*INSTRUCTION*. Rewrite the items below, substituting "tight bounding box" for each occurrence of "snug bounding box" and keeping everything else the same.

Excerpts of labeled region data

>>>

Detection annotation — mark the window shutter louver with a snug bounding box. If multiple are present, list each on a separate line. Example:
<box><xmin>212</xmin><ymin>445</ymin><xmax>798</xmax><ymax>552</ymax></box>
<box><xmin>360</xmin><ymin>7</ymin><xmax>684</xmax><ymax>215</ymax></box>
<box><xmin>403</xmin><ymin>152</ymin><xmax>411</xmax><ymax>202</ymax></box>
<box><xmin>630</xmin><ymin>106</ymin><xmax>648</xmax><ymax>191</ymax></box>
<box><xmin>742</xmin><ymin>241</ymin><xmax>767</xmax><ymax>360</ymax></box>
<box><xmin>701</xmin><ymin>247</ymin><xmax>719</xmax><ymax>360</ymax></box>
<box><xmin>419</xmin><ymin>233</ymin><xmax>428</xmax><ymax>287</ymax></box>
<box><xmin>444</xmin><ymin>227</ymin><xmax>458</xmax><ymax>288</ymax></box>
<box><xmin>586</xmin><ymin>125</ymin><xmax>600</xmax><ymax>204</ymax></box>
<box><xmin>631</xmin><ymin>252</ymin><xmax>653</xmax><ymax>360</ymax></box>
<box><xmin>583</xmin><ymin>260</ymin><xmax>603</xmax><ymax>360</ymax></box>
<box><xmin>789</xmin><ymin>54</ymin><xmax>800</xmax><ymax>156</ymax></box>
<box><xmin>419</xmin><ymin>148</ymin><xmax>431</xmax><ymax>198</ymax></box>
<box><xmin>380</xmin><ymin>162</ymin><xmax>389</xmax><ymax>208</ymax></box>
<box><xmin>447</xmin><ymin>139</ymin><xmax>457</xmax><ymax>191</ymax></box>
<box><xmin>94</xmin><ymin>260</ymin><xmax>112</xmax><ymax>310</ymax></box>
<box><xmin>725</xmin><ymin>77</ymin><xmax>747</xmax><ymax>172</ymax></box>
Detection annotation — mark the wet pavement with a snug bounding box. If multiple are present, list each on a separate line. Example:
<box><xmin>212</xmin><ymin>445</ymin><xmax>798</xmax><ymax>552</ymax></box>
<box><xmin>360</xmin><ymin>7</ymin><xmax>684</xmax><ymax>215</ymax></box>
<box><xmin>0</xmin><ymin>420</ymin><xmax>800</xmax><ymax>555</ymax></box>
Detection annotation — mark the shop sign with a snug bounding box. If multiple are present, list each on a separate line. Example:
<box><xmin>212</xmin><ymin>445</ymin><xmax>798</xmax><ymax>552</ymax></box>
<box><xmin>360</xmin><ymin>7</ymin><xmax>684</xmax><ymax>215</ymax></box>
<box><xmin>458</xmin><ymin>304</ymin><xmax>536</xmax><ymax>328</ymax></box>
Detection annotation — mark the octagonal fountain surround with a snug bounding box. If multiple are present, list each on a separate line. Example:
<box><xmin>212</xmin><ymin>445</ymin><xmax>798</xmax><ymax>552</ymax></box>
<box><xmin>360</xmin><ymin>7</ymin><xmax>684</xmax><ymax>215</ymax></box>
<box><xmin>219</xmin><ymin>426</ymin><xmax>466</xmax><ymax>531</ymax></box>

<<<

*EXERCISE RESPONSE*.
Detection annotation — mark the window shutter louver with a tight bounding box. If multiple are present, list each on a separate line. Example:
<box><xmin>212</xmin><ymin>445</ymin><xmax>798</xmax><ymax>552</ymax></box>
<box><xmin>360</xmin><ymin>7</ymin><xmax>684</xmax><ymax>215</ymax></box>
<box><xmin>403</xmin><ymin>152</ymin><xmax>411</xmax><ymax>202</ymax></box>
<box><xmin>630</xmin><ymin>106</ymin><xmax>648</xmax><ymax>191</ymax></box>
<box><xmin>742</xmin><ymin>241</ymin><xmax>767</xmax><ymax>360</ymax></box>
<box><xmin>701</xmin><ymin>247</ymin><xmax>719</xmax><ymax>360</ymax></box>
<box><xmin>419</xmin><ymin>233</ymin><xmax>428</xmax><ymax>287</ymax></box>
<box><xmin>444</xmin><ymin>227</ymin><xmax>458</xmax><ymax>288</ymax></box>
<box><xmin>586</xmin><ymin>125</ymin><xmax>600</xmax><ymax>204</ymax></box>
<box><xmin>631</xmin><ymin>252</ymin><xmax>653</xmax><ymax>360</ymax></box>
<box><xmin>583</xmin><ymin>260</ymin><xmax>603</xmax><ymax>360</ymax></box>
<box><xmin>789</xmin><ymin>54</ymin><xmax>800</xmax><ymax>156</ymax></box>
<box><xmin>419</xmin><ymin>148</ymin><xmax>431</xmax><ymax>198</ymax></box>
<box><xmin>380</xmin><ymin>162</ymin><xmax>389</xmax><ymax>208</ymax></box>
<box><xmin>447</xmin><ymin>139</ymin><xmax>457</xmax><ymax>191</ymax></box>
<box><xmin>94</xmin><ymin>260</ymin><xmax>112</xmax><ymax>310</ymax></box>
<box><xmin>725</xmin><ymin>77</ymin><xmax>747</xmax><ymax>172</ymax></box>
Detection annotation — mark the wet pavement with a tight bounding box. If multiple are present, list each on a separate line. Example:
<box><xmin>212</xmin><ymin>445</ymin><xmax>798</xmax><ymax>552</ymax></box>
<box><xmin>360</xmin><ymin>7</ymin><xmax>684</xmax><ymax>215</ymax></box>
<box><xmin>0</xmin><ymin>420</ymin><xmax>800</xmax><ymax>555</ymax></box>
Detection annotation — mark the shop sign with a tight bounding box. If multiple are present, list each on a separate line. Example:
<box><xmin>212</xmin><ymin>445</ymin><xmax>798</xmax><ymax>552</ymax></box>
<box><xmin>360</xmin><ymin>7</ymin><xmax>684</xmax><ymax>215</ymax></box>
<box><xmin>458</xmin><ymin>304</ymin><xmax>536</xmax><ymax>328</ymax></box>
Detection annotation — mark the octagonal fountain surround with a tight bounding box. If multiple are present, list each on a separate line. Example:
<box><xmin>212</xmin><ymin>445</ymin><xmax>798</xmax><ymax>552</ymax></box>
<box><xmin>360</xmin><ymin>7</ymin><xmax>684</xmax><ymax>215</ymax></box>
<box><xmin>219</xmin><ymin>426</ymin><xmax>466</xmax><ymax>531</ymax></box>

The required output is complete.